Extract.

_ _ _ _ _

# What chemical to use



## R Ball (Feb 26, 2013)

I have a new field planted with orchard grass and alfalfa. It has dock and other weeds through 
Out it. What can I use if anything since I really don't want to kill the alfalfa.


----------



## endrow (Dec 15, 2011)

If the alfalfa has at least its 3rd trifoliate we would use butyrac 200 (24db} You should be able to download a product label to see if it will work for you


----------



## R Ball (Feb 26, 2013)

Good deal, thanks


----------



## dirtball08 (Jun 26, 2011)

endrow said:


> If the alfalfa has at least its 3rd trifoliate we would use butyrac 200 (24db} You should be able to download a product label to see if it will work for you


What do you do with your alfalfa after it's baled? Feed your own herd,or sell it? The reason I ask is because I just read an article saying that it's illegal to feed the alfalfa to livestock after it's been sprayed with butyrac 200. Is this true or b.s. We don't have butyrac 200 in Alberta, so don't much about it.


----------



## endrow (Dec 15, 2011)

dirtball08 said:


> What do you do with your alfalfa after it's baled? Feed your own herd,or sell it? The reason I ask is because I just read an article saying that it's illegal to feed the alfalfa to livestock after it's been sprayed with butyrac 200. Is this true or b.s. We don't have butyrac 200 in Alberta, so don't much about it.

_ _ _ _ _

[Stored items]

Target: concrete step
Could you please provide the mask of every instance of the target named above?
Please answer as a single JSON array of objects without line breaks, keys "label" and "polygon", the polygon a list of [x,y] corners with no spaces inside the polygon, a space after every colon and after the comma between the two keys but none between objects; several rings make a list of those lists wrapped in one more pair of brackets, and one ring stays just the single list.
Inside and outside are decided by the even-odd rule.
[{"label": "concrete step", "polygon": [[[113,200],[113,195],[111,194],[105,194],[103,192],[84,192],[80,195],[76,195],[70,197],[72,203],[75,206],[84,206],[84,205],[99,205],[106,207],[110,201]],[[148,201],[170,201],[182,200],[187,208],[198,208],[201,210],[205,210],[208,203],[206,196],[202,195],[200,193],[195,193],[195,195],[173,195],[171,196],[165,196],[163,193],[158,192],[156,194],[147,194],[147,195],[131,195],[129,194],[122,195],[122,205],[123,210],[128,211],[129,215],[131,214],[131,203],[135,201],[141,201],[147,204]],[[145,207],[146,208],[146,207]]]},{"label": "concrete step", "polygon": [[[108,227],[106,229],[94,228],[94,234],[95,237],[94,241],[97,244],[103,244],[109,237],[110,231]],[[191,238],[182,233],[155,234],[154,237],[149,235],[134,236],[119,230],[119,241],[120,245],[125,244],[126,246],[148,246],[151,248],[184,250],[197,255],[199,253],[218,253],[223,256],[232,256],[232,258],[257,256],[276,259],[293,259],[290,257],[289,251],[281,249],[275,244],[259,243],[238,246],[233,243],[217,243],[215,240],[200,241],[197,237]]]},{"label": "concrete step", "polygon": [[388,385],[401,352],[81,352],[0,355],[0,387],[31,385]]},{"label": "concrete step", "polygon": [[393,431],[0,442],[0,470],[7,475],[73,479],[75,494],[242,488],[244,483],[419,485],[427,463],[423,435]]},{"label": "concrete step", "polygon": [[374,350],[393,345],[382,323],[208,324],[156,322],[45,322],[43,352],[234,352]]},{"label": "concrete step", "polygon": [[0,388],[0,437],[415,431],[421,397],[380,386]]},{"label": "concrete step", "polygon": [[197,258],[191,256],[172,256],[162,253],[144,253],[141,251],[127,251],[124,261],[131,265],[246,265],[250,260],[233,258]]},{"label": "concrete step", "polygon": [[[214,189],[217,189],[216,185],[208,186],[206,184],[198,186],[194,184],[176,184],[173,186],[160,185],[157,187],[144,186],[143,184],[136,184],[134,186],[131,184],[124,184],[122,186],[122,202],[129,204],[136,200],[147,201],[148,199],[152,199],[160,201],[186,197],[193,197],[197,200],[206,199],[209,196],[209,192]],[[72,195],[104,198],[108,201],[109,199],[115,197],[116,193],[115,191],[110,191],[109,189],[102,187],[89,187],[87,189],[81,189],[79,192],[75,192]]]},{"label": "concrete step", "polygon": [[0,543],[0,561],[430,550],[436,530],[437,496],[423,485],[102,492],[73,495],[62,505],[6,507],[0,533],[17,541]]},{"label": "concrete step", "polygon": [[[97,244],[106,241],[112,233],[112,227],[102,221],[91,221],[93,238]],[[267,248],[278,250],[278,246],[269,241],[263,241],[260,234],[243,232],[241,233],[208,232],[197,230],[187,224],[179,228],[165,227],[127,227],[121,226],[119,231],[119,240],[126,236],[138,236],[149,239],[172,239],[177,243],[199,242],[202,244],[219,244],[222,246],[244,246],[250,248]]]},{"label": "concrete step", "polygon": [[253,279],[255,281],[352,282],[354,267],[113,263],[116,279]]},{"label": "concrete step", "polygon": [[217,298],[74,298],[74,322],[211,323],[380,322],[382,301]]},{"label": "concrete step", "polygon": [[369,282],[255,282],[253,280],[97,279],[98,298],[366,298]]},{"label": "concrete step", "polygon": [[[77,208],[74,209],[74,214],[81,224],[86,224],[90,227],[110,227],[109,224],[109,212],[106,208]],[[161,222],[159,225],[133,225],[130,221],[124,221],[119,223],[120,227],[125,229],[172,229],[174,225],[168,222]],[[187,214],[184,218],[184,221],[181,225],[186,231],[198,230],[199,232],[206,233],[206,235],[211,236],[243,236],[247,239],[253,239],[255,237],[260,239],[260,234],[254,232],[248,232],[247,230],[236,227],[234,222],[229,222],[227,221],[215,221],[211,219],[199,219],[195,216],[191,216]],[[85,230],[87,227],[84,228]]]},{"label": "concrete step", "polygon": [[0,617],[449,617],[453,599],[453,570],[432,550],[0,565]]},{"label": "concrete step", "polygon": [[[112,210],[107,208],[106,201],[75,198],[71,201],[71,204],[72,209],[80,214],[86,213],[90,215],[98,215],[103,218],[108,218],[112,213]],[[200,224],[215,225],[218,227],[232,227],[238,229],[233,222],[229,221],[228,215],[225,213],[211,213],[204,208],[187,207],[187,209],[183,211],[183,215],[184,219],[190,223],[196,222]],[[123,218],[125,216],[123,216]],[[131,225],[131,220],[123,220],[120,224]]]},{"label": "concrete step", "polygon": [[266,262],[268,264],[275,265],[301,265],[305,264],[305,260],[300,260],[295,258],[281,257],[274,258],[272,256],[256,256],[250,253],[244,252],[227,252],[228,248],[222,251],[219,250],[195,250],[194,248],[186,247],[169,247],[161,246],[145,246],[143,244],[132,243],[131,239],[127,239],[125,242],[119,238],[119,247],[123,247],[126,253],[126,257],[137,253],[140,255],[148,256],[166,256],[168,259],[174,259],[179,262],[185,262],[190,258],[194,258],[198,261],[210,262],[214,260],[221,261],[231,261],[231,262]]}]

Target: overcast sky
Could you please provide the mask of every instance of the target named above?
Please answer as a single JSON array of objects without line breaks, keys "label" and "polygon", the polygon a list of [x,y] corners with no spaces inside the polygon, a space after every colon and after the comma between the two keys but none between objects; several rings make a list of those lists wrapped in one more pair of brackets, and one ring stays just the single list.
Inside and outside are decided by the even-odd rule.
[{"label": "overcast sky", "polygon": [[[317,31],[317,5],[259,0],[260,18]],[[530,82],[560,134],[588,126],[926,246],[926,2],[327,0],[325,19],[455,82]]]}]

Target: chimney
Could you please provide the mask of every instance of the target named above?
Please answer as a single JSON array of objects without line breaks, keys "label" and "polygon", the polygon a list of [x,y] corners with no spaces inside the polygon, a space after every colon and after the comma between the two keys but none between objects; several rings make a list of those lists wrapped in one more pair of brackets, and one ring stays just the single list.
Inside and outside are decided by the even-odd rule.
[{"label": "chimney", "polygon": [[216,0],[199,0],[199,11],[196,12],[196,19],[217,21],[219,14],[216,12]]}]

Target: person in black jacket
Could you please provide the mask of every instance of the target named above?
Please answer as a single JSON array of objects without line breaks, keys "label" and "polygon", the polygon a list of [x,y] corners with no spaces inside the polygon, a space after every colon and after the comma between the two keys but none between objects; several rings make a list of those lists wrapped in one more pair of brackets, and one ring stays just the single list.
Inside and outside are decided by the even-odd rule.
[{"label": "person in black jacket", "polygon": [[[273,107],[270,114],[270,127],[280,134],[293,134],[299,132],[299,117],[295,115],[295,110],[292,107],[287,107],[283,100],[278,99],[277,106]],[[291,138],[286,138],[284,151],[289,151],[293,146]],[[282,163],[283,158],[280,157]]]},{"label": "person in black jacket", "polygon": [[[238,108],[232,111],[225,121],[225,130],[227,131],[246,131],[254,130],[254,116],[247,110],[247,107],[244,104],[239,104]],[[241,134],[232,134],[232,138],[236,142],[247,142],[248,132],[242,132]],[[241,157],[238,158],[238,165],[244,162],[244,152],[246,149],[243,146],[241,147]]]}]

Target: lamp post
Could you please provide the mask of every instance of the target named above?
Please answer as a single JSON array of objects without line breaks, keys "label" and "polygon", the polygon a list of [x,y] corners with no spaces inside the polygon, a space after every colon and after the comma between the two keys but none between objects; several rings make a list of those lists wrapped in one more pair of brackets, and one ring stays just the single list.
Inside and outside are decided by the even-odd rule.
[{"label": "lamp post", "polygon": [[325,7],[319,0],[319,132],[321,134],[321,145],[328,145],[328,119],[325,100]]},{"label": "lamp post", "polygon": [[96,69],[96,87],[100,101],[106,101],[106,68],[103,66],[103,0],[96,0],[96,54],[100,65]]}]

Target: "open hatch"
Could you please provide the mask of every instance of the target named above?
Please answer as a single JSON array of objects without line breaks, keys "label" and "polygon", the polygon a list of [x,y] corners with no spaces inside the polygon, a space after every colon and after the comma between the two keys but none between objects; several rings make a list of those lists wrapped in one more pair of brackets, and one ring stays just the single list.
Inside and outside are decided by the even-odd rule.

_ _ _ _ _

Work instructions. Write out the portion of the forum thread on weeds in alfalfa, word for word, from "I have a new" to "kill the alfalfa.".

Response to the task.
I have a new field planted with orchard grass and alfalfa. It has dock and other weeds through 
Out it. What can I use if anything since I really don't want to kill the alfalfa.